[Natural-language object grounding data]

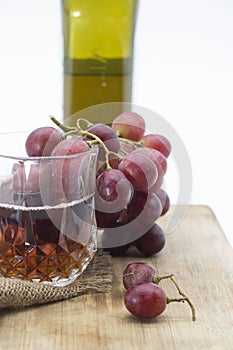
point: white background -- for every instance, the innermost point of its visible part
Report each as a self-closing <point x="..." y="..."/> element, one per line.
<point x="183" y="71"/>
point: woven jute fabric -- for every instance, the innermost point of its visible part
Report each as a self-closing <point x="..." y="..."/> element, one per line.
<point x="97" y="277"/>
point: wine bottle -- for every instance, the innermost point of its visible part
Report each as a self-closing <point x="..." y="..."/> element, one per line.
<point x="98" y="53"/>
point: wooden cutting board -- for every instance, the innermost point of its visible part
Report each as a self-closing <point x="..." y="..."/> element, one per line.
<point x="201" y="259"/>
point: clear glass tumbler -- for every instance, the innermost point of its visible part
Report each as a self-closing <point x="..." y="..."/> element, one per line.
<point x="47" y="220"/>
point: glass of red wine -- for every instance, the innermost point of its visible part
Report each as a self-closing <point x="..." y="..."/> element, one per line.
<point x="47" y="219"/>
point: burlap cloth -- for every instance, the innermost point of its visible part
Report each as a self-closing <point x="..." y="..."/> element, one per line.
<point x="97" y="277"/>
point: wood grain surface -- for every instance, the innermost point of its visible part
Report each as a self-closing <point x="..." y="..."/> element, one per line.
<point x="201" y="259"/>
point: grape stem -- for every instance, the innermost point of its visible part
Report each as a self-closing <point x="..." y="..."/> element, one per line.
<point x="65" y="128"/>
<point x="78" y="130"/>
<point x="157" y="279"/>
<point x="88" y="124"/>
<point x="135" y="144"/>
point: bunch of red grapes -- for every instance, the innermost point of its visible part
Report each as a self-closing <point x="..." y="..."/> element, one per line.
<point x="130" y="173"/>
<point x="129" y="197"/>
<point x="144" y="297"/>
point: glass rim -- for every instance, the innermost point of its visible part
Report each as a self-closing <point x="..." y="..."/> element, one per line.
<point x="93" y="150"/>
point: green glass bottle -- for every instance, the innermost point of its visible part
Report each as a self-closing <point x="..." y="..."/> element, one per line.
<point x="98" y="53"/>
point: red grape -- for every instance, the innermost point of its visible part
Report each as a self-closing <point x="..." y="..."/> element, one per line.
<point x="158" y="142"/>
<point x="139" y="170"/>
<point x="146" y="300"/>
<point x="107" y="135"/>
<point x="112" y="244"/>
<point x="113" y="191"/>
<point x="69" y="146"/>
<point x="129" y="125"/>
<point x="152" y="241"/>
<point x="156" y="157"/>
<point x="136" y="273"/>
<point x="104" y="219"/>
<point x="41" y="141"/>
<point x="148" y="206"/>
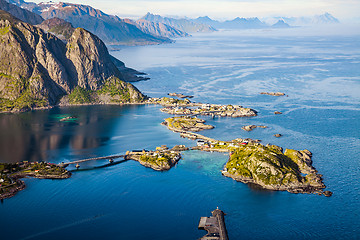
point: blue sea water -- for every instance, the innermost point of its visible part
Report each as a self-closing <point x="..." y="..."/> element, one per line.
<point x="320" y="73"/>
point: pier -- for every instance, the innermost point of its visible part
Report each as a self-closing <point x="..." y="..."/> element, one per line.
<point x="110" y="158"/>
<point x="215" y="226"/>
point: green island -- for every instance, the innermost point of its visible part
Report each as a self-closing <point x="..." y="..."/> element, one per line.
<point x="160" y="160"/>
<point x="186" y="123"/>
<point x="11" y="174"/>
<point x="210" y="110"/>
<point x="266" y="166"/>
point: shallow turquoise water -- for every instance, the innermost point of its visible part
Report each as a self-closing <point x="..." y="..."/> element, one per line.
<point x="128" y="201"/>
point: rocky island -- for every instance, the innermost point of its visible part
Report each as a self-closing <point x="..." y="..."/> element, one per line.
<point x="266" y="166"/>
<point x="185" y="123"/>
<point x="211" y="110"/>
<point x="249" y="128"/>
<point x="180" y="95"/>
<point x="160" y="160"/>
<point x="271" y="168"/>
<point x="10" y="175"/>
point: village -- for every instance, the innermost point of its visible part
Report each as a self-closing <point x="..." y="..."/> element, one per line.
<point x="211" y="110"/>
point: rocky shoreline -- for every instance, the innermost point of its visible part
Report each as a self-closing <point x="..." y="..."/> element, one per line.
<point x="162" y="159"/>
<point x="276" y="170"/>
<point x="11" y="174"/>
<point x="249" y="128"/>
<point x="184" y="123"/>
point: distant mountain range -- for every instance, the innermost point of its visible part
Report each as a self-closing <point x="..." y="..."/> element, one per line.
<point x="185" y="25"/>
<point x="151" y="28"/>
<point x="325" y="18"/>
<point x="206" y="24"/>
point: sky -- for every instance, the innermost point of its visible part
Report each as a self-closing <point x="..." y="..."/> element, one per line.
<point x="226" y="9"/>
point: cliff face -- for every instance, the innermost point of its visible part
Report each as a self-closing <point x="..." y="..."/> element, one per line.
<point x="111" y="29"/>
<point x="184" y="25"/>
<point x="91" y="59"/>
<point x="20" y="13"/>
<point x="59" y="27"/>
<point x="36" y="68"/>
<point x="159" y="29"/>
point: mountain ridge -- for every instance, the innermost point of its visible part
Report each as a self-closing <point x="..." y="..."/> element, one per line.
<point x="111" y="29"/>
<point x="37" y="68"/>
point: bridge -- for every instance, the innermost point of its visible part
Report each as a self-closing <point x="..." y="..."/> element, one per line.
<point x="110" y="158"/>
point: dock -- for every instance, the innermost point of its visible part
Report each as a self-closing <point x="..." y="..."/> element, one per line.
<point x="110" y="158"/>
<point x="214" y="225"/>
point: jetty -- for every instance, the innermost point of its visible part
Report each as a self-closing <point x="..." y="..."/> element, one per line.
<point x="110" y="158"/>
<point x="214" y="225"/>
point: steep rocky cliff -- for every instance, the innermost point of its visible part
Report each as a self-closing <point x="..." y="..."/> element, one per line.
<point x="59" y="27"/>
<point x="37" y="68"/>
<point x="20" y="13"/>
<point x="271" y="168"/>
<point x="159" y="29"/>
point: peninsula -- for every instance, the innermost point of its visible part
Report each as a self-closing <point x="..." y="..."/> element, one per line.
<point x="266" y="166"/>
<point x="11" y="174"/>
<point x="186" y="123"/>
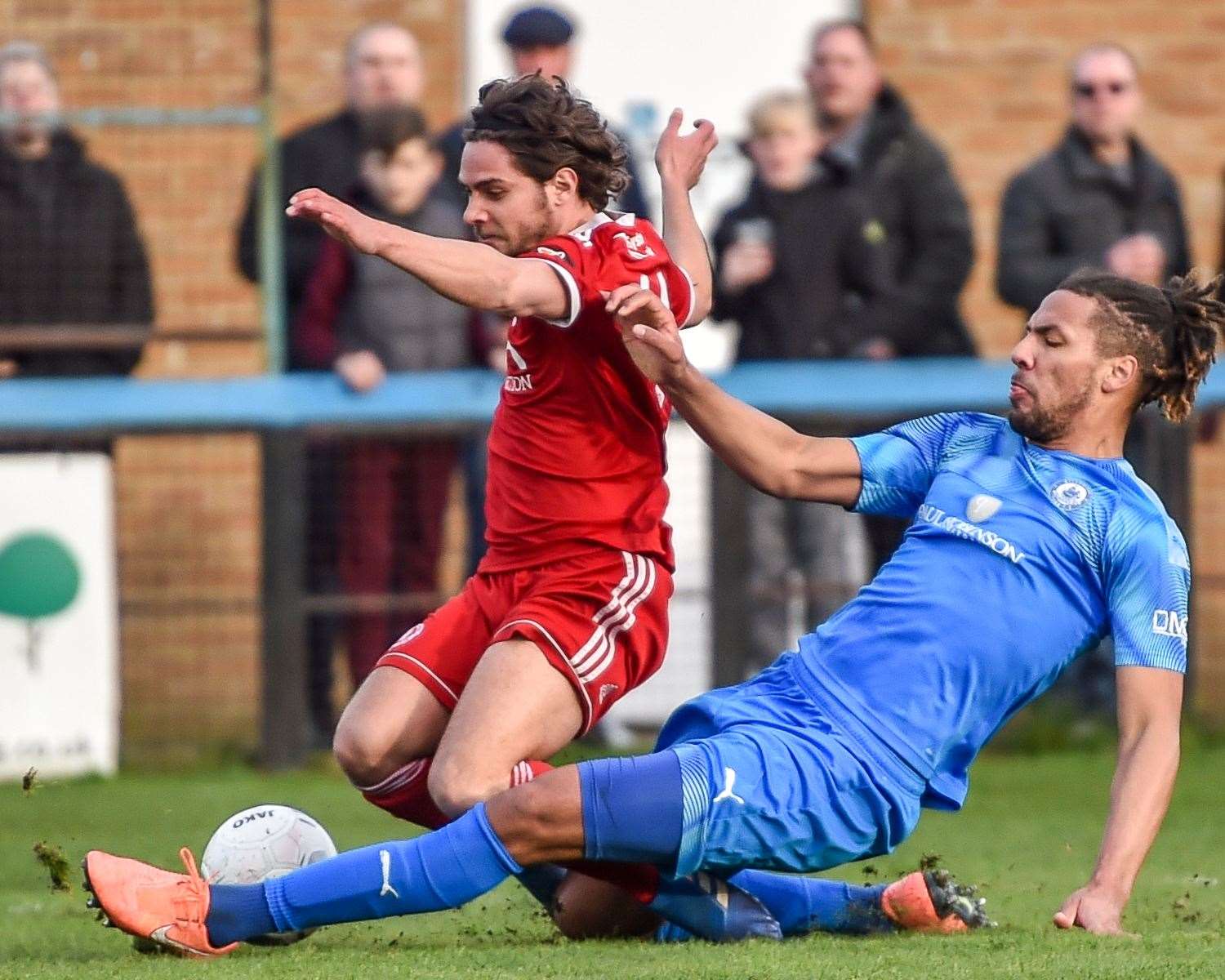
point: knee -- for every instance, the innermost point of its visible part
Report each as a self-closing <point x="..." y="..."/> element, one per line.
<point x="364" y="757"/>
<point x="456" y="789"/>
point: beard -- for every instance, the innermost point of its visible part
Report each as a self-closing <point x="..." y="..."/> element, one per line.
<point x="1045" y="425"/>
<point x="536" y="229"/>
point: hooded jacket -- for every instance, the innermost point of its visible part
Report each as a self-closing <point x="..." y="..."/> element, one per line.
<point x="70" y="255"/>
<point x="357" y="301"/>
<point x="909" y="189"/>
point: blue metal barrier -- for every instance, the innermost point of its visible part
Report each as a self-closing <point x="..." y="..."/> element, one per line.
<point x="284" y="411"/>
<point x="828" y="389"/>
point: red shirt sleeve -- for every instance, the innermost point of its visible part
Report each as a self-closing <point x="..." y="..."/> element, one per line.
<point x="314" y="332"/>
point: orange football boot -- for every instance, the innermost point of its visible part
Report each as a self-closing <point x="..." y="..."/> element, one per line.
<point x="152" y="904"/>
<point x="933" y="902"/>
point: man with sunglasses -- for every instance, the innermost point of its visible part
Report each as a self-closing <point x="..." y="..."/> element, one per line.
<point x="1099" y="198"/>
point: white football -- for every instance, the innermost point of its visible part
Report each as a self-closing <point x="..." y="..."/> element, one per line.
<point x="265" y="842"/>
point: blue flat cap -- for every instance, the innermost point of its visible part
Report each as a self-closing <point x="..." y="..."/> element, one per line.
<point x="538" y="27"/>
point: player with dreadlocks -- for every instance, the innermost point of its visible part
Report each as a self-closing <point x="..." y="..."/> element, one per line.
<point x="1031" y="541"/>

Task requirements: Look above for the line with "point: steep rocky", then give again exactly every line from there through the line with "point: knee -- for", skipping the pictures.

Result of this task:
point: steep rocky cliff -- for every instance, the innermost point of its visible part
Report each as a self-closing <point x="..." y="..."/> element, one per line.
<point x="59" y="27"/>
<point x="37" y="68"/>
<point x="20" y="13"/>
<point x="271" y="168"/>
<point x="159" y="29"/>
point: peninsula -- for every instance, the innermost point of its visible part
Report each as a self-closing <point x="..." y="..."/> element, one per line.
<point x="266" y="166"/>
<point x="11" y="174"/>
<point x="186" y="123"/>
point: knee -- for every instance, the innermost point of its visible part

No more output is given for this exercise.